Text extract =>
□ □ □

# New Collar



## CrazyCash (Jul 12, 2012)

I have struggled with walking my two at the same time because they both apparently think they are sled dogs and want to drag me down the street. I had resisted pinch collars for awhile because quite frankly I wasn't really sure how to use them and they looked so intimidating. After Penny went to boot camp this summer, she came home with a pinch collar and I was shown how to use it properly. Well walking her now is night and day, so that meant that Cash got a pinch collar too. Our walks now are so much more pleasant and I have to say that I love the pinch collar - no more pulling and no more choking themselves with their other collar. 

Now our walks are better, but I do get crazy looks from some people because I have these two big dogs with these big crazy looking pinch collars. I found this leather pinch collar online and it just came in the mail tonight - I was excited about this collar because from the outside it looks like a regular collar, but it should work the same as a pinch collar. I haven't used it yet, but I wanted to see if anyone else has ever used one of these? It looks a little medieval to me (which is what made me originally shy away from a pinch collar), but I'm hoping that it will work just like a metal pinch collar. We'll see...


----------



## texasred (Jan 29, 2012)

Like anything new, work Cash with it without distraction first. Let him get use to the feel of it before you walk them together.


----------



## MeandMy3 (Feb 27, 2013)

□ □ □

Repeat a passage of the pinch collar thread word for word. Begin at the words "## texasred (Jan"; stop after "walk them together.". The listing comes from a separate source, unrelated to the thread above.

Supplied material =>

□ □ □

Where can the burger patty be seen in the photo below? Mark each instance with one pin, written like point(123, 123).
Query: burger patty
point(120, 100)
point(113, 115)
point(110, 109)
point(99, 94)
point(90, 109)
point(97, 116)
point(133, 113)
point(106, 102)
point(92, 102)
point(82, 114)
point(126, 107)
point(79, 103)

□ □ □

Solution for this problem =>
## texasred (Jan 29, 2012)

Like anything new, work Cash with it without distraction first. Let him get use to the feel of it before you walk them together.